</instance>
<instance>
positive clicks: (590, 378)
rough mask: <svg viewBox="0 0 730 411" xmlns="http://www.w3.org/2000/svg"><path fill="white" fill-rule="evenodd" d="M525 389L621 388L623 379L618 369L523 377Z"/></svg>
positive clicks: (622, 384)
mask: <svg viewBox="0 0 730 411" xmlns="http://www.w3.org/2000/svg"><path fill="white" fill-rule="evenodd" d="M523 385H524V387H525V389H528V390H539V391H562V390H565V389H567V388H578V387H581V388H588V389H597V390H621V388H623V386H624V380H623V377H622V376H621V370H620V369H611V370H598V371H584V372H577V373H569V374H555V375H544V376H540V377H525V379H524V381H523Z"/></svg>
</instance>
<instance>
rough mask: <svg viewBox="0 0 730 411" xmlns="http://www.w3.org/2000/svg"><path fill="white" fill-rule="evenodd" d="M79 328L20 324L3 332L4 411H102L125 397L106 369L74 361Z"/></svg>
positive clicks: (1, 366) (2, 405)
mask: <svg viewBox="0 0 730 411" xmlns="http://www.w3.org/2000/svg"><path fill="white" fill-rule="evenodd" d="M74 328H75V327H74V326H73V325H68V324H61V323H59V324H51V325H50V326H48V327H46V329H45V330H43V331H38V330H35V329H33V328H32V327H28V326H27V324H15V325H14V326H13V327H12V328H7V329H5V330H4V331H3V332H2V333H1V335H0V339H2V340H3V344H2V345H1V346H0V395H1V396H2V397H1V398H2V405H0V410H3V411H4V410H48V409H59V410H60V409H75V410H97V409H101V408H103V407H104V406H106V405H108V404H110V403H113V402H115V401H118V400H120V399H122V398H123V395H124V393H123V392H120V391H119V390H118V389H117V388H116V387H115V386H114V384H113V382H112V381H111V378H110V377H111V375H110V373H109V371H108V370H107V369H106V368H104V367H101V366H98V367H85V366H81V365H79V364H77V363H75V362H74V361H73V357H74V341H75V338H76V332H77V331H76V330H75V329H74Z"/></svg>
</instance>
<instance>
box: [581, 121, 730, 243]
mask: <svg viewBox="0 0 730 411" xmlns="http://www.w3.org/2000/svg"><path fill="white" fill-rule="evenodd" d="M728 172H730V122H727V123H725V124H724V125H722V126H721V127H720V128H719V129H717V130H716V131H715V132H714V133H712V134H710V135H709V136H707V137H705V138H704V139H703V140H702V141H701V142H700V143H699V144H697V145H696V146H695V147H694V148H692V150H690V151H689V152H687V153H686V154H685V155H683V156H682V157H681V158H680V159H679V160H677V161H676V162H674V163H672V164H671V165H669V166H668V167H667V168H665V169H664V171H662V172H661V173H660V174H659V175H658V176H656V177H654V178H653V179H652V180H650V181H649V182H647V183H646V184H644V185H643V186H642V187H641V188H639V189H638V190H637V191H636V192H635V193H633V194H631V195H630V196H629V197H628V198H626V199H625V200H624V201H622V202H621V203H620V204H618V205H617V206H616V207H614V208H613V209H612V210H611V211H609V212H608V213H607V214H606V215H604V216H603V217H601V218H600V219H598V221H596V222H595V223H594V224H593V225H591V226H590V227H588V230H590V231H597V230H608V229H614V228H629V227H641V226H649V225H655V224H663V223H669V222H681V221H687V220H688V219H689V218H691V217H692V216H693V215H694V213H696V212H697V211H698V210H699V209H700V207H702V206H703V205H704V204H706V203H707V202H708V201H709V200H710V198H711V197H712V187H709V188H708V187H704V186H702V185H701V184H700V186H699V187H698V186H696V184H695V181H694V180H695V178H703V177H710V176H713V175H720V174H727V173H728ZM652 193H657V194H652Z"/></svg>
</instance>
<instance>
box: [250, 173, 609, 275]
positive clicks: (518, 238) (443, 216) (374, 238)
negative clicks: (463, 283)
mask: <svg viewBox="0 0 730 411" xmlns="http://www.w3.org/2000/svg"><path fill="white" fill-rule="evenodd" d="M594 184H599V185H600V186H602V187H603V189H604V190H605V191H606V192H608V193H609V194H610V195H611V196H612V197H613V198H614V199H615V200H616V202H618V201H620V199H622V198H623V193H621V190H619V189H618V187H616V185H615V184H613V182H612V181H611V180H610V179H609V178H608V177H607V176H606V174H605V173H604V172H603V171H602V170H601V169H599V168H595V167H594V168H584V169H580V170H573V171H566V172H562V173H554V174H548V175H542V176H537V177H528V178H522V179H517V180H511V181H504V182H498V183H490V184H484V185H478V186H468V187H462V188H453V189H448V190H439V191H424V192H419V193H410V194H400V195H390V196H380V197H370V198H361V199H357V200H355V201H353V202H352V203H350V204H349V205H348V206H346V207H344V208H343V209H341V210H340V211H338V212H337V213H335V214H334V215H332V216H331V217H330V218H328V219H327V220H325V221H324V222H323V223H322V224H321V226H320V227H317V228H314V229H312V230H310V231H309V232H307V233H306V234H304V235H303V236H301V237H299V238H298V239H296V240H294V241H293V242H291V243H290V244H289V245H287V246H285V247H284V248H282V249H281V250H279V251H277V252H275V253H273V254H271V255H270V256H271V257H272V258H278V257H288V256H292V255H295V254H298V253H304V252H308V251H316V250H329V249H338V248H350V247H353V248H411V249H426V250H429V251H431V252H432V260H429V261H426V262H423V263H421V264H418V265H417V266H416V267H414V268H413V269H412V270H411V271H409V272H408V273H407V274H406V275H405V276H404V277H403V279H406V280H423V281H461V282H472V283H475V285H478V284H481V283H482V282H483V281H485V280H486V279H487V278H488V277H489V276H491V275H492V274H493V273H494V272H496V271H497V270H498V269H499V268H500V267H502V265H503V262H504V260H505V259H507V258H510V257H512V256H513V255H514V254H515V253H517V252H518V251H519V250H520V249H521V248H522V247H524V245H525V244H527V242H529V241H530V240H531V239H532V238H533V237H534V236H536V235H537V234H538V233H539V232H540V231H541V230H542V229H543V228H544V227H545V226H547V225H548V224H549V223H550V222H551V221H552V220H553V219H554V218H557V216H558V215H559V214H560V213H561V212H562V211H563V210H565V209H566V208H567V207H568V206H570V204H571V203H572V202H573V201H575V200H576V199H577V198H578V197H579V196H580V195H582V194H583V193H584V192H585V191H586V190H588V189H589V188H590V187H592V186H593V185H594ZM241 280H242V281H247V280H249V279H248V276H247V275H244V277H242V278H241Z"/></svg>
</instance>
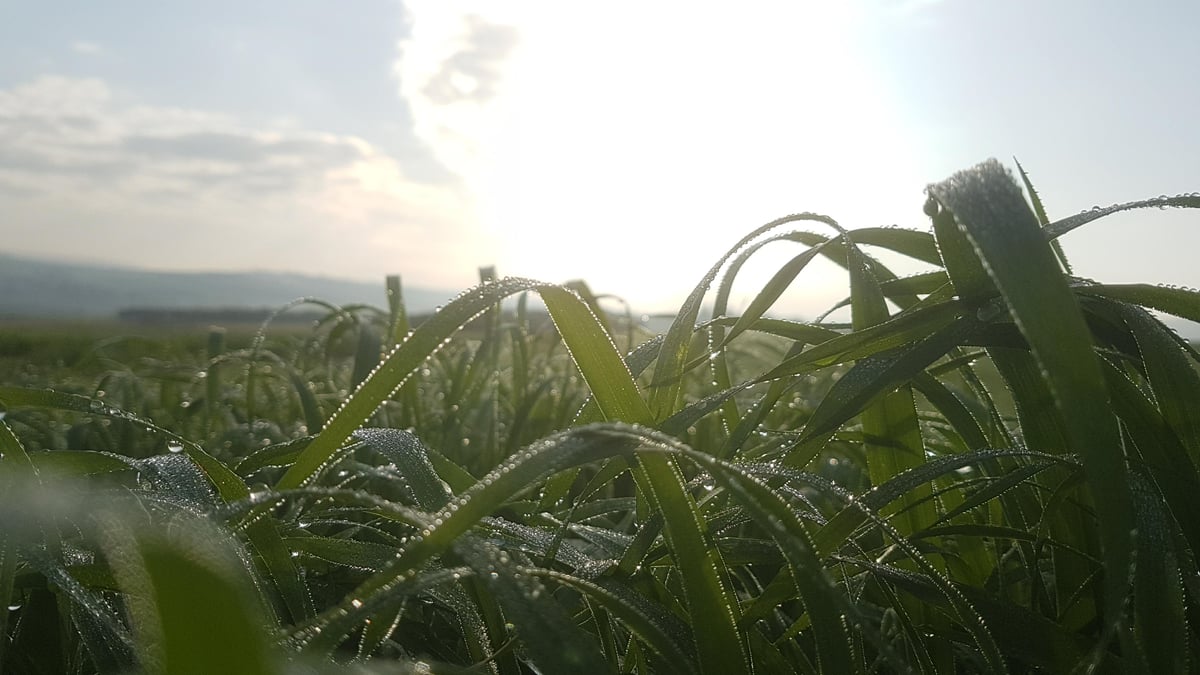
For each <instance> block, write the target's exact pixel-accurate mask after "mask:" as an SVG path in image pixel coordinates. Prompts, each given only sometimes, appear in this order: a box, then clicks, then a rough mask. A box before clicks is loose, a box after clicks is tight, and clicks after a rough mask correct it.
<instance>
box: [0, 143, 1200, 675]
mask: <svg viewBox="0 0 1200 675" xmlns="http://www.w3.org/2000/svg"><path fill="white" fill-rule="evenodd" d="M1021 178H1022V179H1024V178H1025V175H1024V173H1022V174H1021ZM1025 186H1026V191H1027V192H1028V195H1030V197H1031V198H1030V201H1028V202H1027V201H1026V198H1025V197H1022V193H1021V189H1020V186H1019V185H1018V184H1016V183H1015V181H1014V180H1013V178H1012V175H1010V174H1009V173H1008V172H1007V171H1004V169H1003V168H1002V167H1001V166H1000V165H998V163H996V162H994V161H991V162H986V163H984V165H980V166H978V167H976V168H973V169H968V171H966V172H961V173H959V174H956V175H954V177H952V178H950V179H948V180H946V181H943V183H940V184H936V185H932V186H930V190H929V201H928V203H926V205H925V209H926V214H929V215H930V217H931V221H932V228H931V231H929V232H917V231H904V229H892V228H864V229H854V231H847V229H845V228H842V227H841V226H840V225H839V223H836V222H835V221H833V220H830V219H828V217H826V216H820V215H815V214H798V215H793V216H787V217H784V219H780V220H778V221H775V222H772V223H768V225H766V226H763V227H761V228H758V229H756V231H754V232H751V233H750V234H749V235H748V237H745V238H744V239H743V240H742V241H739V243H737V244H736V245H734V246H733V247H732V249H731V250H730V252H728V253H727V255H726V256H725V257H724V258H722V259H720V261H718V262H716V263H715V264H714V265H713V268H712V271H710V273H709V274H708V275H707V276H706V277H704V279H702V280H700V282H698V283H697V286H696V289H695V291H694V292H692V293H691V295H690V297H689V299H688V300H686V301H685V303H684V305H683V306H680V309H679V311H678V315H677V318H676V321H674V323H673V324H672V325H671V328H670V329H668V330H667V331H666V333H665V334H662V335H648V334H644V333H643V331H641V330H640V329H638V327H637V324H636V323H635V322H632V321H631V318H630V317H629V316H628V315H622V313H616V315H613V313H607V312H604V311H601V309H600V301H601V299H599V298H596V295H594V294H593V293H592V292H590V289H589V288H587V286H584V285H582V283H575V285H571V286H570V287H564V286H556V285H548V283H542V282H538V281H530V280H523V279H496V274H494V270H491V269H484V270H481V281H482V282H481V283H480V286H476V287H475V288H472V289H469V291H467V292H466V293H463V294H462V295H460V297H458V298H456V299H455V300H454V301H451V303H449V304H448V305H446V306H445V307H443V309H442V310H440V311H439V312H437V313H436V315H433V316H431V317H428V318H427V319H426V321H424V322H421V323H420V324H419V325H415V323H416V322H414V321H413V319H412V317H409V316H408V313H407V311H406V307H404V305H403V294H402V289H401V286H400V280H398V279H390V280H389V283H388V297H386V298H388V306H386V307H382V309H377V307H366V306H352V307H338V306H332V305H326V304H322V303H319V301H314V300H306V301H302V303H296V304H295V305H294V306H288V307H283V309H282V310H281V311H283V312H289V311H299V309H298V307H301V306H302V307H305V309H313V307H317V309H318V310H319V311H322V312H323V313H322V317H323V318H320V319H319V321H318V322H317V323H316V324H314V325H312V327H311V328H310V329H307V330H304V331H293V330H276V328H277V327H276V325H275V323H274V322H268V323H265V324H264V325H263V328H262V330H260V331H259V333H258V335H256V336H250V337H248V339H246V340H242V339H241V337H240V336H234V335H233V334H227V333H222V331H211V333H209V334H208V335H179V336H172V337H169V339H154V340H142V341H120V340H113V341H107V342H102V344H98V345H94V344H92V345H89V346H84V345H83V340H82V339H80V337H79V336H76V337H70V339H61V340H60V341H59V342H55V339H44V340H43V339H37V340H30V339H29V335H30V331H25V330H23V331H20V333H17V334H7V335H5V336H4V337H0V347H2V348H0V352H2V353H6V354H8V357H7V360H4V357H0V363H6V364H10V365H6V366H5V369H6V370H4V377H5V380H2V381H0V382H2V386H0V405H2V406H4V407H2V408H0V410H2V411H4V417H2V418H0V453H2V460H0V482H2V484H0V495H2V496H0V501H2V503H0V596H4V597H5V598H6V599H7V602H6V604H5V607H6V608H7V609H4V610H0V635H4V640H2V641H0V650H2V651H0V667H2V668H4V669H5V671H8V673H96V671H98V673H130V671H151V673H229V671H244V673H284V671H295V673H311V671H324V670H329V671H346V669H356V670H358V671H362V673H430V671H433V673H461V671H472V673H497V674H517V673H535V671H536V673H564V671H570V670H576V671H580V670H582V671H588V673H601V671H611V673H676V671H679V673H713V674H718V673H719V674H726V673H749V671H752V670H757V671H760V673H869V671H883V673H905V671H919V673H977V671H979V673H1003V671H1014V673H1036V671H1043V673H1069V671H1102V673H1106V671H1133V673H1180V671H1186V670H1187V669H1188V668H1189V667H1190V664H1193V663H1195V661H1196V657H1198V656H1200V641H1198V634H1196V632H1195V628H1194V627H1195V626H1198V625H1200V623H1198V621H1196V620H1198V619H1200V617H1198V616H1196V608H1198V599H1200V584H1198V580H1200V569H1198V567H1196V562H1195V555H1194V551H1196V546H1198V544H1200V525H1198V521H1196V519H1198V518H1200V501H1198V500H1200V477H1198V464H1200V412H1198V407H1196V402H1198V401H1200V376H1198V371H1196V368H1195V365H1196V360H1198V354H1196V352H1195V351H1194V350H1193V347H1192V346H1190V345H1188V344H1187V342H1186V341H1183V340H1181V339H1180V337H1178V336H1177V335H1175V334H1174V333H1172V331H1171V330H1169V329H1166V328H1165V327H1164V325H1163V324H1162V323H1160V322H1159V321H1158V319H1157V318H1154V317H1153V316H1152V315H1151V313H1150V312H1148V311H1147V309H1153V310H1158V311H1163V312H1168V313H1171V315H1174V316H1178V317H1182V318H1186V319H1190V321H1198V319H1200V293H1196V292H1193V291H1188V289H1180V288H1165V287H1156V286H1144V285H1121V286H1116V285H1104V283H1097V282H1094V281H1090V280H1084V279H1078V277H1074V276H1072V275H1070V271H1069V270H1070V267H1069V263H1068V259H1067V256H1066V253H1064V252H1063V250H1062V247H1061V246H1060V245H1058V244H1057V237H1060V235H1061V234H1064V233H1066V232H1069V231H1070V229H1074V228H1076V227H1080V226H1084V225H1086V223H1087V222H1090V221H1091V220H1094V219H1096V217H1100V216H1104V215H1108V214H1109V213H1115V211H1118V210H1123V209H1132V208H1145V207H1181V208H1196V207H1200V196H1198V195H1184V196H1180V197H1160V198H1156V199H1148V201H1144V202H1135V203H1130V204H1123V205H1115V207H1112V208H1109V209H1100V210H1093V211H1088V213H1085V214H1080V215H1078V216H1073V217H1068V219H1064V220H1061V221H1054V222H1051V221H1050V220H1049V219H1048V217H1046V215H1045V213H1044V210H1043V208H1042V204H1040V201H1039V199H1038V197H1037V195H1036V193H1034V192H1033V191H1032V186H1030V185H1028V181H1027V180H1026V181H1025ZM780 240H781V241H792V243H794V244H796V246H797V255H796V257H794V258H792V259H791V261H790V262H788V263H786V264H785V265H782V267H781V268H780V269H779V271H778V273H776V275H775V276H774V277H773V279H772V280H770V281H769V282H768V283H767V285H766V286H764V287H763V288H762V289H761V292H760V293H758V294H757V297H755V298H754V300H752V301H751V303H750V304H749V306H748V307H746V310H744V311H743V312H742V313H740V315H739V316H728V313H727V311H726V307H727V305H728V294H730V288H731V287H732V281H733V279H734V277H736V275H737V273H738V270H739V269H740V268H742V265H743V264H744V263H745V262H746V261H748V259H750V258H751V257H752V256H754V253H755V252H756V251H757V250H760V249H761V247H762V246H763V245H764V244H767V243H769V241H780ZM878 250H887V251H890V252H892V255H899V256H904V257H907V258H911V259H914V261H919V262H922V263H924V264H925V265H928V267H929V269H930V271H928V273H923V274H919V275H914V276H907V277H898V276H896V275H895V274H894V273H893V271H892V270H890V269H889V268H888V267H887V265H884V264H883V263H882V262H881V259H880V258H878V257H877V256H876V255H875V252H876V251H878ZM818 256H820V257H826V258H828V259H829V261H832V262H834V263H836V264H839V265H841V267H844V268H845V269H846V270H847V273H848V280H850V286H848V292H847V298H846V301H845V305H846V306H848V309H850V315H851V322H850V325H844V324H834V323H828V322H821V321H817V322H810V323H802V322H793V321H784V319H778V318H769V317H768V313H767V312H768V311H769V309H770V306H772V305H773V304H774V303H775V300H778V299H779V297H780V295H781V294H782V293H784V292H785V289H787V288H788V287H790V286H792V285H793V281H796V279H797V277H798V276H799V275H800V274H802V273H803V270H804V269H805V267H806V265H808V264H809V262H811V261H812V259H815V258H816V257H818ZM533 297H536V298H538V299H540V301H541V303H542V304H544V305H545V307H546V311H547V312H548V321H538V319H536V316H538V315H534V313H533V312H530V311H528V303H529V301H530V298H533ZM505 300H509V301H510V303H515V305H512V307H511V309H510V310H509V311H502V303H503V301H505ZM702 313H707V316H703V317H702V316H701V315H702ZM463 327H468V328H463ZM23 340H24V342H23ZM22 345H24V347H23V346H22ZM22 348H28V350H30V351H28V352H24V356H23V354H22V353H17V352H19V351H20V350H22ZM23 359H24V364H22V363H18V362H22V360H23ZM14 363H16V364H17V365H12V364H14ZM29 364H34V365H32V366H31V365H29ZM44 386H49V387H52V388H53V389H43V388H42V387H44Z"/></svg>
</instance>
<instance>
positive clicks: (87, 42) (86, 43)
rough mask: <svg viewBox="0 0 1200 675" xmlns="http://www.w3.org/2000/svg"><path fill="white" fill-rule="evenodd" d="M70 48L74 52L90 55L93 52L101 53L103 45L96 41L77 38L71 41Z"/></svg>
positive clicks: (90, 55)
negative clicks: (87, 40) (76, 39)
mask: <svg viewBox="0 0 1200 675" xmlns="http://www.w3.org/2000/svg"><path fill="white" fill-rule="evenodd" d="M71 50H72V52H74V53H76V54H83V55H86V56H91V55H95V54H103V53H104V47H103V46H102V44H97V43H96V42H89V41H86V40H77V41H74V42H72V43H71Z"/></svg>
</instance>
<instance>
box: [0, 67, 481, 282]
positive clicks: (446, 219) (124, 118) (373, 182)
mask: <svg viewBox="0 0 1200 675" xmlns="http://www.w3.org/2000/svg"><path fill="white" fill-rule="evenodd" d="M0 137H2V138H5V139H7V141H6V142H5V143H4V144H2V145H0V229H2V231H4V232H5V239H6V241H8V245H7V246H6V247H7V249H8V250H14V246H13V244H16V249H19V250H20V251H22V252H28V253H38V255H53V253H54V252H55V250H56V249H58V247H60V246H62V244H64V241H65V240H72V241H74V243H77V244H78V246H76V247H77V249H82V250H86V251H89V253H90V255H91V256H95V257H98V258H101V259H106V261H110V262H122V263H131V262H132V263H138V262H140V263H142V264H154V262H155V261H167V259H169V261H172V263H173V264H178V265H182V267H194V268H205V267H223V268H238V267H242V268H246V267H248V268H266V269H305V268H308V269H320V270H322V271H324V273H328V274H340V275H349V276H358V277H362V276H364V275H371V276H377V275H378V276H382V275H383V274H385V273H388V271H396V270H401V269H403V270H404V273H406V274H408V275H413V277H415V279H424V280H426V282H428V283H446V285H454V286H457V285H460V283H461V282H458V281H456V279H458V277H460V276H462V275H466V276H467V277H468V279H469V275H470V270H472V269H473V267H474V264H475V263H476V261H474V259H470V261H461V262H458V263H456V262H455V261H457V259H458V258H461V257H462V253H456V250H469V249H468V246H467V241H468V240H469V238H470V234H469V232H468V228H469V226H470V225H472V222H473V221H472V205H470V199H469V198H464V196H463V195H462V192H461V190H460V187H458V186H457V184H456V183H454V181H449V183H440V184H439V183H428V181H420V183H419V181H414V180H412V179H409V178H407V177H406V172H404V171H403V159H396V157H392V156H390V155H388V154H386V153H384V151H382V150H380V149H379V148H377V147H374V145H372V144H371V143H368V142H367V141H365V139H362V138H358V137H354V136H347V135H337V133H329V132H323V131H319V130H311V129H304V127H300V126H298V125H296V124H294V123H290V124H289V123H278V124H250V123H247V121H245V120H241V119H239V118H236V117H234V115H228V114H221V113H211V112H205V110H197V109H188V108H172V107H161V106H152V104H148V103H145V102H142V101H138V100H136V98H134V97H132V96H131V95H130V94H127V92H114V91H113V90H112V89H110V86H109V85H108V84H107V83H106V82H103V80H100V79H77V78H66V77H42V78H38V79H35V80H32V82H28V83H24V84H20V85H17V86H12V88H8V89H0ZM434 232H436V233H437V237H436V239H434V238H433V237H432V233H434ZM331 251H343V255H342V256H340V257H331V256H330V255H329V253H330V252H331ZM131 258H132V259H131ZM456 264H457V267H455V265H456ZM448 268H449V269H451V270H452V273H451V274H449V275H448V273H446V270H448Z"/></svg>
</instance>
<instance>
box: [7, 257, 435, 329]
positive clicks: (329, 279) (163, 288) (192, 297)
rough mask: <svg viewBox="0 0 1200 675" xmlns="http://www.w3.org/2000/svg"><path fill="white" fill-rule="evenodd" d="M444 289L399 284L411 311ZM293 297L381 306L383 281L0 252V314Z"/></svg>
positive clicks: (267, 302) (83, 316)
mask: <svg viewBox="0 0 1200 675" xmlns="http://www.w3.org/2000/svg"><path fill="white" fill-rule="evenodd" d="M452 295H455V292H452V291H439V289H431V288H419V287H407V286H406V287H404V303H406V305H407V306H408V310H409V311H412V312H425V311H430V310H432V309H433V307H434V306H437V305H440V304H445V301H446V300H448V299H450V298H451V297H452ZM301 297H316V298H320V299H323V300H328V301H330V303H335V304H338V305H343V304H350V303H367V304H371V305H374V306H386V299H385V295H384V280H383V279H379V282H378V283H364V282H359V281H347V280H342V279H330V277H325V276H312V275H305V274H283V273H269V271H244V273H174V271H148V270H140V269H133V268H121V267H106V265H98V264H74V263H62V262H52V261H41V259H34V258H24V257H17V256H10V255H5V253H0V317H47V318H67V317H96V318H102V317H104V318H107V317H116V315H118V312H119V311H121V310H130V309H144V307H154V309H251V307H252V309H263V307H270V309H274V307H278V306H280V305H283V304H284V303H287V301H289V300H294V299H295V298H301Z"/></svg>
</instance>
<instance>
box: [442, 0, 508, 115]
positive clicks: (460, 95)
mask: <svg viewBox="0 0 1200 675" xmlns="http://www.w3.org/2000/svg"><path fill="white" fill-rule="evenodd" d="M463 24H464V26H463V28H464V29H466V30H464V32H463V35H462V38H461V46H460V47H458V49H457V50H456V52H455V53H452V54H450V55H449V56H446V59H445V60H444V61H442V65H440V66H439V67H438V70H437V71H436V72H434V73H433V74H432V76H431V77H430V78H428V82H426V84H425V86H424V88H422V89H421V91H422V92H424V94H425V95H426V96H428V98H430V101H432V102H434V103H438V104H442V106H445V104H450V103H457V102H461V101H469V102H474V103H486V102H487V101H491V100H492V98H493V97H496V95H497V91H498V89H499V83H500V80H502V79H503V77H504V64H505V61H506V60H508V58H509V55H510V54H511V53H512V50H514V49H515V48H516V46H517V42H518V41H520V40H518V35H520V34H518V32H517V29H516V28H514V26H510V25H504V24H498V23H491V22H488V20H486V19H484V18H482V17H479V16H476V14H468V16H466V17H463Z"/></svg>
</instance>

● **TASK TO COMPLETE**
Render everything from the start of the listing down to and including the line containing "positive clicks: (622, 384)" as a JSON list of strings, one string per line, with blank lines omitted.

● **COMPLETED EXERCISE**
[
  "</instance>",
  "<instance>",
  "positive clicks: (590, 378)",
  "rough mask: <svg viewBox=\"0 0 730 411\" xmlns=\"http://www.w3.org/2000/svg\"><path fill=\"white\" fill-rule=\"evenodd\" d=\"M525 389L621 388L623 379L618 369L523 377Z\"/></svg>",
  "positive clicks: (622, 384)"
]